## Start LISTED ENTRIES

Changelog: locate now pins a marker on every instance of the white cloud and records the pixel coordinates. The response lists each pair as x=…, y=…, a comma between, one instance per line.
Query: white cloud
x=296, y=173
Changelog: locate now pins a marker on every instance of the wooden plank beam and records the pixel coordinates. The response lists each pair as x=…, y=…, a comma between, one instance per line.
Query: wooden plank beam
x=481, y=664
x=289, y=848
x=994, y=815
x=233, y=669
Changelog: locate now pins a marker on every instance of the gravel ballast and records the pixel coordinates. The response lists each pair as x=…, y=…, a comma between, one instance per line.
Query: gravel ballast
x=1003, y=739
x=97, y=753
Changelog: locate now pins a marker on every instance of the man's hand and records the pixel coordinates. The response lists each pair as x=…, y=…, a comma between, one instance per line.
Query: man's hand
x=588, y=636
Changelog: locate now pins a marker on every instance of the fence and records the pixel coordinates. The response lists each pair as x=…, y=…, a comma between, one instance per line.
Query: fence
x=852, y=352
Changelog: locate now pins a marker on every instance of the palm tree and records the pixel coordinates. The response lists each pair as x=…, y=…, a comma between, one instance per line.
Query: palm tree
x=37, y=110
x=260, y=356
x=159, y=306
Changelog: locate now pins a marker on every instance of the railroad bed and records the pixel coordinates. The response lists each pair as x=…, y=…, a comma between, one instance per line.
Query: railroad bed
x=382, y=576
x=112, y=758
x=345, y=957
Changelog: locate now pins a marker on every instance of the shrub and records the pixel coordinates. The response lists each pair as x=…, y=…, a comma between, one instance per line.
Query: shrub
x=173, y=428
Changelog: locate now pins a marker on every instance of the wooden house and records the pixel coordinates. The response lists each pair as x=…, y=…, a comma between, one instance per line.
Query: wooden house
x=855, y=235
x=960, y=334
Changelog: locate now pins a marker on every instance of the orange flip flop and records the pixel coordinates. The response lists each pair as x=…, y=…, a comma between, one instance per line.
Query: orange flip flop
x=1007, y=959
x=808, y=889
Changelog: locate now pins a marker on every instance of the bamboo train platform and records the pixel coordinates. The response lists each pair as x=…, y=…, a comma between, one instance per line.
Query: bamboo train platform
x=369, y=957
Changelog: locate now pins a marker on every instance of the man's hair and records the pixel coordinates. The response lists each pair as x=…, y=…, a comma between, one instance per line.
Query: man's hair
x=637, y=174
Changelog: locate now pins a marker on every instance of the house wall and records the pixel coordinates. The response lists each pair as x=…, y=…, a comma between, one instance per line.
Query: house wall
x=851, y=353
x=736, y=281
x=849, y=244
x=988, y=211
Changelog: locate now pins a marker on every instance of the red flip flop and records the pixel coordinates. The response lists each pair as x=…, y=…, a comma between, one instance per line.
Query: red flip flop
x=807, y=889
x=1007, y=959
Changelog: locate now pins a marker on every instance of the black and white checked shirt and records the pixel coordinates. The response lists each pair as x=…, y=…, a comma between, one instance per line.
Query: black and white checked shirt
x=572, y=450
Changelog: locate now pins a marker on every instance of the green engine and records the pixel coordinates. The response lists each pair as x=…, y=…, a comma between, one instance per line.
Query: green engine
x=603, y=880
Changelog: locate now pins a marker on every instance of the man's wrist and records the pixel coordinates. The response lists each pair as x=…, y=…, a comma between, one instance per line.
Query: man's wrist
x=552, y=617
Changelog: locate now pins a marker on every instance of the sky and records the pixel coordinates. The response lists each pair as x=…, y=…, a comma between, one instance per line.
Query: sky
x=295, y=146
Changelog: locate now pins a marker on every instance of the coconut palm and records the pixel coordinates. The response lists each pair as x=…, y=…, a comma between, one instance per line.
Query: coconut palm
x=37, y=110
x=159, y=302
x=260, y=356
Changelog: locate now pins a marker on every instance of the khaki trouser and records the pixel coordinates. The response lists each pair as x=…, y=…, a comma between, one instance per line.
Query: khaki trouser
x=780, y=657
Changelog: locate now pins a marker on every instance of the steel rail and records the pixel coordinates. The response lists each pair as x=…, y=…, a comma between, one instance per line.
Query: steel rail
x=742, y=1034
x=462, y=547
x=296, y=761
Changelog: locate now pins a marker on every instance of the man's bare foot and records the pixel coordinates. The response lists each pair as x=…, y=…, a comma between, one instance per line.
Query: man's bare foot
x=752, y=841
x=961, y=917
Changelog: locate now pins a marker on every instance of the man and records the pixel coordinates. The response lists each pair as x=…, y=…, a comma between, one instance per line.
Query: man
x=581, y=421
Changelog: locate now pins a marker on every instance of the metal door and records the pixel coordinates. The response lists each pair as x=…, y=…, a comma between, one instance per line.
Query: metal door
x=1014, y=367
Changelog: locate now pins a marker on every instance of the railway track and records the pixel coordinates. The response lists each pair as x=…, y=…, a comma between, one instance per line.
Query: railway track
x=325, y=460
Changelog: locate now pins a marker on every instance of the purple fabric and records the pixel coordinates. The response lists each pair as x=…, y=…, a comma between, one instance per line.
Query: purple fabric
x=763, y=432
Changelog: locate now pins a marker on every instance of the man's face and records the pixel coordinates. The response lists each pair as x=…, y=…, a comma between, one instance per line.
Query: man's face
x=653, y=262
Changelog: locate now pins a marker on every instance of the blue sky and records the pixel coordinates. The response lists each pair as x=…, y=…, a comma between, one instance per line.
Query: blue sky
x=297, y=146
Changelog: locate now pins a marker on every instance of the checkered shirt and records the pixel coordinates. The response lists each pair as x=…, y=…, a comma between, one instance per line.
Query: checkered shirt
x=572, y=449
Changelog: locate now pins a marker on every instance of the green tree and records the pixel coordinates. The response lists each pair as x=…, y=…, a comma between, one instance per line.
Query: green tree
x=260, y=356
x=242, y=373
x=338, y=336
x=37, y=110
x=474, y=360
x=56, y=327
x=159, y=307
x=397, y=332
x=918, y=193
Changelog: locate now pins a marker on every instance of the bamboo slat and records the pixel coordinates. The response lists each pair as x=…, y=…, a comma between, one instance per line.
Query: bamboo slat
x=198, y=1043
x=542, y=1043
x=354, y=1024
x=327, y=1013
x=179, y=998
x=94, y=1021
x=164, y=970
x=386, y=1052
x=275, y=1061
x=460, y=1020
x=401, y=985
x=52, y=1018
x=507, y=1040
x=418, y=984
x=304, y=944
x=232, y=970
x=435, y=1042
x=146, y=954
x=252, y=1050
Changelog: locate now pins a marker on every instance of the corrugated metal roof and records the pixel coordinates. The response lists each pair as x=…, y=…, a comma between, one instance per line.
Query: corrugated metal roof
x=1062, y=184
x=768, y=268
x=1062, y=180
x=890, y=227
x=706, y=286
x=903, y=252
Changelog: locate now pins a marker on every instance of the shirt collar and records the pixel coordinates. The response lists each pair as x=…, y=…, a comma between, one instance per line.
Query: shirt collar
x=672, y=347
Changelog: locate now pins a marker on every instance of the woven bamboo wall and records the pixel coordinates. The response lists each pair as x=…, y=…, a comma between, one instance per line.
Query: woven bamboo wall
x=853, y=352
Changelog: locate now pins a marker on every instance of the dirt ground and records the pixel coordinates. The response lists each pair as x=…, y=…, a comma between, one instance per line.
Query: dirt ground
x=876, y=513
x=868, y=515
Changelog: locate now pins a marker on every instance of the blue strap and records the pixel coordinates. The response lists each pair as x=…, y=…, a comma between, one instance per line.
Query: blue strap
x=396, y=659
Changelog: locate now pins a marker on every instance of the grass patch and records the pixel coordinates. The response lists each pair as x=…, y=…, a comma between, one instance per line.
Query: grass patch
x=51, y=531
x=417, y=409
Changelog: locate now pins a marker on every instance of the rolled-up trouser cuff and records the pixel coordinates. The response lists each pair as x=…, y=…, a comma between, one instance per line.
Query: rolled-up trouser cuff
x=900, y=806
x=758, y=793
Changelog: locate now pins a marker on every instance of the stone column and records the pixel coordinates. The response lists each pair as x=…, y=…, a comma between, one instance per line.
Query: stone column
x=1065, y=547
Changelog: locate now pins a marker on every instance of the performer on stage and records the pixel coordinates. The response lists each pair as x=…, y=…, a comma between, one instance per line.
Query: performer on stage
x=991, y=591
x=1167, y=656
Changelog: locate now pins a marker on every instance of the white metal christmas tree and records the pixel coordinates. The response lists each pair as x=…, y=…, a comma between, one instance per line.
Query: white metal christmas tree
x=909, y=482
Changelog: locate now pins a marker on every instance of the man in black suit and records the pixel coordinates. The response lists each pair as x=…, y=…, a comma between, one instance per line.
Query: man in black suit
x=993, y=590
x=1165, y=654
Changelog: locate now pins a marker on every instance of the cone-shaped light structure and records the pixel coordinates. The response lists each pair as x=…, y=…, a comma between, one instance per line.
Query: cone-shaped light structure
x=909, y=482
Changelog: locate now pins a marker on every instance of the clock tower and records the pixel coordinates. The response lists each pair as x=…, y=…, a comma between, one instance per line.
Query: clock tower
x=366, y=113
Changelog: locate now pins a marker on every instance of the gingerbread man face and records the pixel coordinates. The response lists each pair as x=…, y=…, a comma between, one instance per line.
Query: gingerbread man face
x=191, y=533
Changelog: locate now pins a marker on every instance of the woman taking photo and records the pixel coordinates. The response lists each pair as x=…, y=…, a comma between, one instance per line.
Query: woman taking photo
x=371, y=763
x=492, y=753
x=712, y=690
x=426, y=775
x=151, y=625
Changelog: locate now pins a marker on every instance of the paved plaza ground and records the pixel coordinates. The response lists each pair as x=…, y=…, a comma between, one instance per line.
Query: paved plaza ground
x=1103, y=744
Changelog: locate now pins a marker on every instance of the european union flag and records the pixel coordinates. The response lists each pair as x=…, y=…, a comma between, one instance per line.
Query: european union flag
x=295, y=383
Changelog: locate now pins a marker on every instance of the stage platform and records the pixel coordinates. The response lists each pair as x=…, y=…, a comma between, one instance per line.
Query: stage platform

## End LISTED ENTRIES

▶ WHAT YOU SHOULD DO: Please write out only the entries starting at the first one and ending at the line that contains "x=233, y=669", and switch "wooden plank beam" to "timber beam" while leaving everything else unchanged.

▶ TASK SOLUTION:
Changelog: locate now pins a marker on every instance of the white cloud and records the pixel coordinates. The response lists each pair as x=…, y=…, a comma between, one instance per line.
Query: white cloud
x=296, y=173
Changelog: locate now pins a marker on every instance of the timber beam and records the pixel coordinates. The response lists each pair as x=…, y=…, a comma between, one instance per line.
Query: timber beam
x=481, y=664
x=289, y=848
x=994, y=815
x=233, y=669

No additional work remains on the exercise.